> _TRECHO SELECIONADO_:

════════════════

Já Dori Goren, que trabalhou por 35 anos no Ministério das Relações Exteriores, tendo sido cônsul no Brasil até 2019, aponta para algumas mudanças positivas.

"A política vai ficar mais sensata, Netanyahu havia dividido o país. Esse novo governo não é ideológico, veio para sanar alguns pontos importantes. O país estava há dois anos e meio sem orçamento. Funcionários públicos não eram nomeados para postos vagos, assim como diplomatas estão há mais de um mês esperando para serem nomeados como representantes em outros países. Lapid já falou que irá voltar a valorizar e enviar recursos para o Ministério das Relações Exteriores e isso vai ajudar muito a melhorar ainda mais as relações de Israel", diz Goren.

Os acordos com os países do Golfo serão mantidos, segundo Goren, que se tornou consultor diplomático.

"Os acordos não eram com Netanyahu e sim com Israel, os interesses do país vão além do de um governo."

════════════════

> _TAREFAS PROPOSTAS_:
- A) Atualize o trecho sobre a política de Israel: reescreva tudo desde "Já Dori Goren, que" até "tornou consultor diplomático.", trocando "sensata" por "equilibrada".
- B) Prossiga com o trecho sobre a política de Israel, começando depois da última frase apresentada.

════════════════

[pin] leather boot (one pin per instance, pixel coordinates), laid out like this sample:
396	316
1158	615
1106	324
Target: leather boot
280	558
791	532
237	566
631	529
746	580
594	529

════════════════

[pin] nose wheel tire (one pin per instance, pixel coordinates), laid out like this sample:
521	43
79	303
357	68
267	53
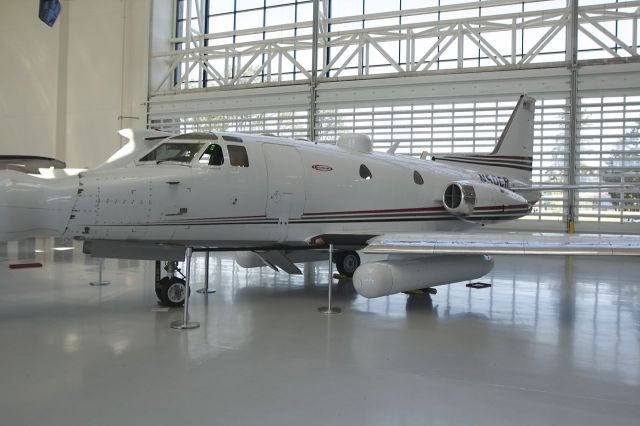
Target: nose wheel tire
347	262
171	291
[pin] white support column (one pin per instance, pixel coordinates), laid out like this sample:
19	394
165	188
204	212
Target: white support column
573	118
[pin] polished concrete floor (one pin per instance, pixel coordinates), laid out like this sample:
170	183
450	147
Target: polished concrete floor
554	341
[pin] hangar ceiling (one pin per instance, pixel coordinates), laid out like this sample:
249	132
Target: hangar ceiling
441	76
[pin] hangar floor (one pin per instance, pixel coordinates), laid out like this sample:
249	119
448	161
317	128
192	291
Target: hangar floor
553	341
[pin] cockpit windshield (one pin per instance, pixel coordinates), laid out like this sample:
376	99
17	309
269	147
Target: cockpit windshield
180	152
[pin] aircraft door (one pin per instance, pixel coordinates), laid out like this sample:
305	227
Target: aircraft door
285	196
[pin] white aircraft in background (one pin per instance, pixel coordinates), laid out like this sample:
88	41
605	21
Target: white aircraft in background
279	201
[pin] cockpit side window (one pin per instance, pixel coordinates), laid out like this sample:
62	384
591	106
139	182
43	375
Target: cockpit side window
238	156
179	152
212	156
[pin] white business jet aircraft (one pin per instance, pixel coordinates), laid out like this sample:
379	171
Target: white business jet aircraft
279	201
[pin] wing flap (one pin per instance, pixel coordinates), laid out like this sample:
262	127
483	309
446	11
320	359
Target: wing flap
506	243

════════════════

> _TAREFAS RESOLVIDAS_:
- A)
Já Dori Goren, que trabalhou por 35 anos no Ministério das Relações Exteriores, tendo sido cônsul no Brasil até 2019, aponta para algumas mudanças positivas.

"A política vai ficar mais equilibrada, Netanyahu havia dividido o país. Esse novo governo não é ideológico, veio para sanar alguns pontos importantes. O país estava há dois anos e meio sem orçamento. Funcionários públicos não eram nomeados para postos vagos, assim como diplomatas estão há mais de um mês esperando para serem nomeados como representantes em outros países. Lapid já falou que irá voltar a valorizar e enviar recursos para o Ministério das Relações Exteriores e isso vai ajudar muito a melhorar ainda mais as relações de Israel", diz Goren.

Os acordos com os países do Golfo serão mantidos, segundo Goren, que se tornou consultor diplomático.

- B)
A coalizão de 1984

A situação do novo governo remonta a uma união após as eleições de 1984, quando o Partido Trabalhista venceu, mas não conseguiu formar sozinho o novo governo, tendo que se unir ao direitista Likud.

A união deu certo por um tempo, com Yitzhak Shamir, do Likud, como primeiro-ministro, se revezando com o trabalhista Shimon Peres. Israel conseguiu montar um plano econômico que acabou com a hiperinflação e deu estabilidade à moeda shekel.

Quatro anos depois, nas eleições de 1988, o Likud saiu vencedor, com uma pequena vantagem, e novamente formou um governo de coalizão, mas desta vez Shamir se manteve como primeiro-ministro e Peres, como ministro das Relações Exteriores. A partir de 1990, Shamir prosseguiu, já que o Likud conseguiu formar a maioria.